ÉNONCÉ DU PROBLÈME 1: Dans l'extrait ci-dessous, sur quoi la relance intérieure bute-t-elle rapidement ?

EXTRAIT DU TEXTE:
******

Ces deux révolutions se renforcent pour aboutir à une véritable mutation des conditions de notre existence et se traduisent par une rapidité des évolutions jamais atteinte ; une mondialisation, longtemps annoncée mais devenue aujourd’hui réalité ; une montée accélérée de la complexité ; et, pour dominer le tout, une incertitude généralisée.

C’est dans cette perspective que vous devrons de plus en plus vivre et préparer l’avenir de notre jeunesse. Aucun des grands problèmes qui se posent à nous ne peut trouver de solution profonde s’il n’est étudié à la lumière de ces grandes tendances, qu’il s’agisse :

  • de l’emploi pour le ministre du Travail ;
  • d’échec scolaire pour le ministre de l’Education d’un pays qui ne peut compter que sur sa matière grise au moment où le travail s’intellectualise ;
  • de la gestion de l’incertitude et des changements techniques et géographiques pour le chef d’entreprise ;
  • de la maîtrise de la complexité pour l’homme politique comme pour l’entrepreneur.

Quatre exemples parmi beaucoup d’autres.

[vii]

L’emploi. Le bon sens et l’expérience nous ont montré que nous ne redresserions pas la situation par la relance intérieure : elle bute rapidement sur le déséquilibre de la balance des comptes ; la relance par les investissements est moins dangereuse, mais elle ne se décrète pas sans des besoins, qui ne peuvent naître, à court terme, que d’un effort important fait à l’exportation [4].

******

LISTE:
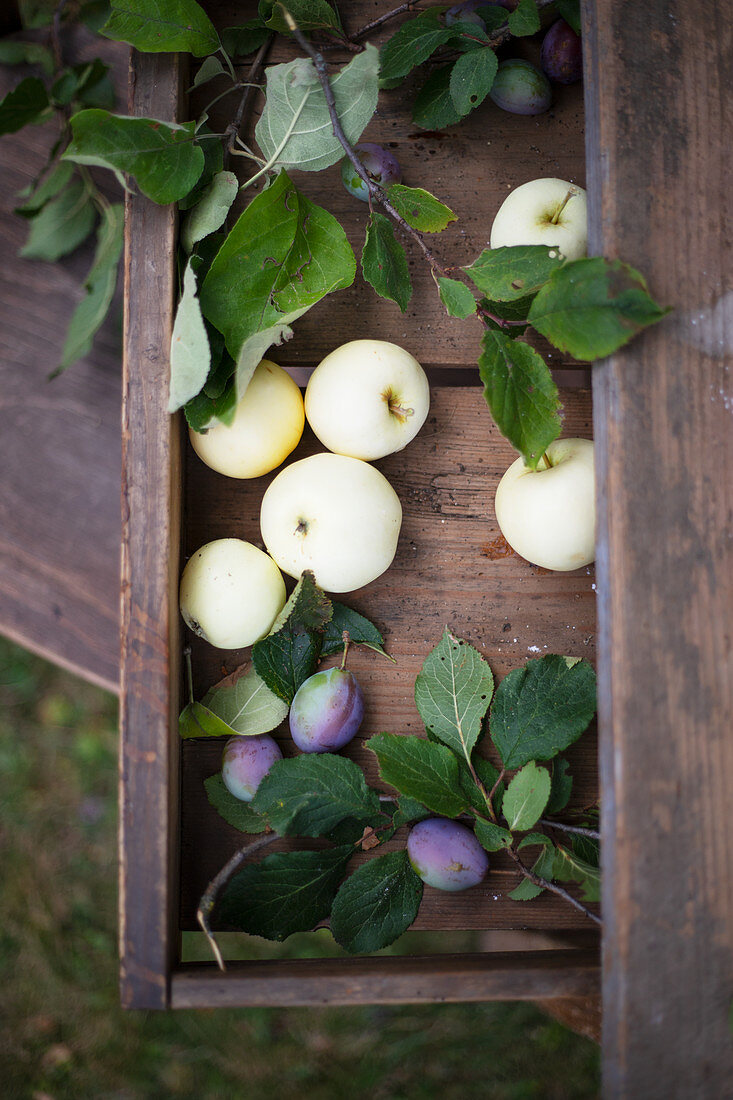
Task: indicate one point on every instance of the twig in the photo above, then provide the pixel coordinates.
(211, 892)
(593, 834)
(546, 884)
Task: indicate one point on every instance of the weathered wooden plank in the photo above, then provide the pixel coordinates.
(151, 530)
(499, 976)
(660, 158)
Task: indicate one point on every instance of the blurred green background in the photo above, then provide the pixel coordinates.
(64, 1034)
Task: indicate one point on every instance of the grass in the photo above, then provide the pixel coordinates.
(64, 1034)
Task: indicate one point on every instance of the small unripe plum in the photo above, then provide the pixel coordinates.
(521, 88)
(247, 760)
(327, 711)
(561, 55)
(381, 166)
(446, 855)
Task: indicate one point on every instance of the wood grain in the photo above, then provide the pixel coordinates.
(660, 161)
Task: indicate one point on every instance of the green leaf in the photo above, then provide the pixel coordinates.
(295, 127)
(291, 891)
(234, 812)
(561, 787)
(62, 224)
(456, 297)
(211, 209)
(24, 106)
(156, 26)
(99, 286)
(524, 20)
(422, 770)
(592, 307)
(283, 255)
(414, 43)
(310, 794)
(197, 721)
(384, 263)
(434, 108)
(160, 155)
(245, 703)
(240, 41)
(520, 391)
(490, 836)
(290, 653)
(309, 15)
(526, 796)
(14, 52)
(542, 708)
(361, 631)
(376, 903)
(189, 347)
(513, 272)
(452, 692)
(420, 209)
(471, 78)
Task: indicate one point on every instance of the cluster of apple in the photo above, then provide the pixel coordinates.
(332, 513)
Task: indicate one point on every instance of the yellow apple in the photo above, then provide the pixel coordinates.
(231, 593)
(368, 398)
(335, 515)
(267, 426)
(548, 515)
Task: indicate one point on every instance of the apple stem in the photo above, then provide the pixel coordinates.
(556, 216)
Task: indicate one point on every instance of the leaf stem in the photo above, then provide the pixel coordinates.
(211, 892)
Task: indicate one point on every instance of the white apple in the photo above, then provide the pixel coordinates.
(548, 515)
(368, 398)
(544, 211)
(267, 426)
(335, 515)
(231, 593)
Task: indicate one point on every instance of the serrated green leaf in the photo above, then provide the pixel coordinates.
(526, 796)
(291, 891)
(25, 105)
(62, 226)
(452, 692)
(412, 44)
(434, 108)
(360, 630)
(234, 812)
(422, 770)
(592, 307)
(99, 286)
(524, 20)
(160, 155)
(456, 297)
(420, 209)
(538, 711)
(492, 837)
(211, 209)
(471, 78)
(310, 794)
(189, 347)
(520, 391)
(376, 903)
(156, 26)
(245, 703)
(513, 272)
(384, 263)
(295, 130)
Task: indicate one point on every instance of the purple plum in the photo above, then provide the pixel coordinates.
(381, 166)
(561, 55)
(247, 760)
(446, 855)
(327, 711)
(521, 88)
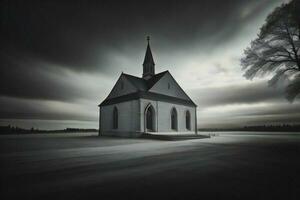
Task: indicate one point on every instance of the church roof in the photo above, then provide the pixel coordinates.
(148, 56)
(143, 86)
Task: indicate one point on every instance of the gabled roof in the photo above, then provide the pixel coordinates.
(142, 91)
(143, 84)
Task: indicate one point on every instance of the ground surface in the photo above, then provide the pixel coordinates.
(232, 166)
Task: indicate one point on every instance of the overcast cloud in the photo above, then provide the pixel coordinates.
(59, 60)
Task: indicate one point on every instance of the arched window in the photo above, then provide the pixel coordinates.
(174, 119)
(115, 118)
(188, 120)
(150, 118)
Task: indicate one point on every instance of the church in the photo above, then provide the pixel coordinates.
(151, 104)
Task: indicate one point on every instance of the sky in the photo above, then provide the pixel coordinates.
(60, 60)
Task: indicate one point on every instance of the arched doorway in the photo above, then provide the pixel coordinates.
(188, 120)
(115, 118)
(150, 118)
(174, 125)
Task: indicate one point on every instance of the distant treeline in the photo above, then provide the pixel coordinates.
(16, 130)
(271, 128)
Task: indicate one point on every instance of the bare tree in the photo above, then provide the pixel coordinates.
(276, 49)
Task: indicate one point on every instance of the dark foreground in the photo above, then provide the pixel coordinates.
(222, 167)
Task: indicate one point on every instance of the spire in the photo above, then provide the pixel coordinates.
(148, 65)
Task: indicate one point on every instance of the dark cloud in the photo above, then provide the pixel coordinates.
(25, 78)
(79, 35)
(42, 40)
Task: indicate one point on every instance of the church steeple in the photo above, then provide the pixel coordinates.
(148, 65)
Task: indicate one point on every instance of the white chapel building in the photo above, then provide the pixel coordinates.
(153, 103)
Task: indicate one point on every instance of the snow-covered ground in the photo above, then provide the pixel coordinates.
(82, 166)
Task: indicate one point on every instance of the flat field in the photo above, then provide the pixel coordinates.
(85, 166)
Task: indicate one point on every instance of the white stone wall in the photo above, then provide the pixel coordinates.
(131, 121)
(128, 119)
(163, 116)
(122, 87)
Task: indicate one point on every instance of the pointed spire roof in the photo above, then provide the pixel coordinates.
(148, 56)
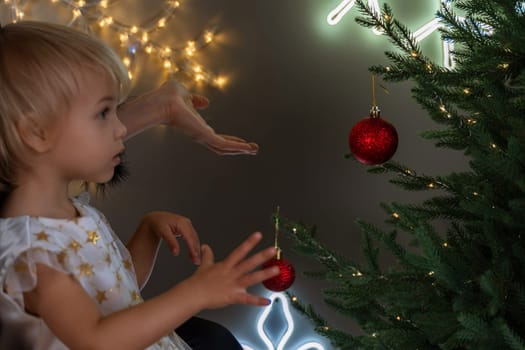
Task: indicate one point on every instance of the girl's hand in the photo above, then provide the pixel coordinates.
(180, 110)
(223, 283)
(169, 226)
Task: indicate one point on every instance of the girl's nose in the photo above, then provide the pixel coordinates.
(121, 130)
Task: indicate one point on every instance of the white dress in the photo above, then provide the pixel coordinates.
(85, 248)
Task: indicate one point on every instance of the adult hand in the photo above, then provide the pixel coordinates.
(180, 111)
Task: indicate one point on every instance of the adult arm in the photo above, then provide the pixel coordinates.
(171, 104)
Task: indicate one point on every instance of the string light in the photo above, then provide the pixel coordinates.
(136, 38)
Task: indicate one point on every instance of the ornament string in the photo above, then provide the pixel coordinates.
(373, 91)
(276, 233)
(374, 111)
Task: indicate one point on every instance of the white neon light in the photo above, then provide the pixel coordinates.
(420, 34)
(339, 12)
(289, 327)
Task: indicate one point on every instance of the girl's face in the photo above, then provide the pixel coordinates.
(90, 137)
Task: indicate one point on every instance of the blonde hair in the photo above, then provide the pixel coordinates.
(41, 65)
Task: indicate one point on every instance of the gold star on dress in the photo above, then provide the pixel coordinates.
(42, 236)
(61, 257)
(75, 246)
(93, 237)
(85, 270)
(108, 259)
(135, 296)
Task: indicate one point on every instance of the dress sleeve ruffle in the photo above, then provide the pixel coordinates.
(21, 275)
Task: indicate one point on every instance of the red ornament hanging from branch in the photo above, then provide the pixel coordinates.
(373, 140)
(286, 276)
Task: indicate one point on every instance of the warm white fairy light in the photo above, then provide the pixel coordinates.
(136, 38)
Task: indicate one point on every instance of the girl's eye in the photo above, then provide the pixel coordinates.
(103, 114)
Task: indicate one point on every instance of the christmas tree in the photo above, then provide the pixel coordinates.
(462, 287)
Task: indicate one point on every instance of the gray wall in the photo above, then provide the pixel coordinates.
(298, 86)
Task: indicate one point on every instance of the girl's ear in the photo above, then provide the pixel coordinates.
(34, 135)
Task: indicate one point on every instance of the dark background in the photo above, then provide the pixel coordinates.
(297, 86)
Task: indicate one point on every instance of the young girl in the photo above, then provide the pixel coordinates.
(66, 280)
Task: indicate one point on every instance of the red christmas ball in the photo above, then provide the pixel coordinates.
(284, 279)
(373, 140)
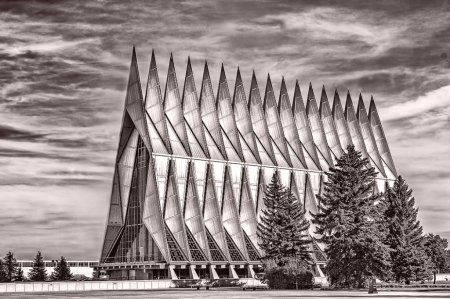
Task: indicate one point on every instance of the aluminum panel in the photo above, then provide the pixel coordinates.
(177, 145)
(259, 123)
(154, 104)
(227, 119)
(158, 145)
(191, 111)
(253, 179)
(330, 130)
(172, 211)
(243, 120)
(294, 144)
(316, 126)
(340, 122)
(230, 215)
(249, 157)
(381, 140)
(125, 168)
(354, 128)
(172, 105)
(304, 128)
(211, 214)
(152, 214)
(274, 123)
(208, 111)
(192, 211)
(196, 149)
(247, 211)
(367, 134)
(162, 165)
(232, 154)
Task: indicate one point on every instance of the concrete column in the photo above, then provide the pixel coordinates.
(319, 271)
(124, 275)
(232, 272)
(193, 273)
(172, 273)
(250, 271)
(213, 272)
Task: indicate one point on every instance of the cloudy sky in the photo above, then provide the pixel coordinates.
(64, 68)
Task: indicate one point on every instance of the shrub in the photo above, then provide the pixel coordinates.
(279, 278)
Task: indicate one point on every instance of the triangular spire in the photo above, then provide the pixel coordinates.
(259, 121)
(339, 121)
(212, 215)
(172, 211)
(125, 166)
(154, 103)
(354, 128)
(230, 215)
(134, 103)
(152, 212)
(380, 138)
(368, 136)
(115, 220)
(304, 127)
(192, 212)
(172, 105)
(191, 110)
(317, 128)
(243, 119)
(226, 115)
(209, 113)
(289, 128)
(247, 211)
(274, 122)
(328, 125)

******

ÉNONCÉ DU PROBLÈME 2: Indiquez combien de lignes de la liste contiennent le mot "dark", en donnant uniquement le nombre.

RÉSULTAT ATTENDU 1: Elle bute rapidement sur le déséquilibre de la balance des comptes.

RÉSULTAT ATTENDU 2: 3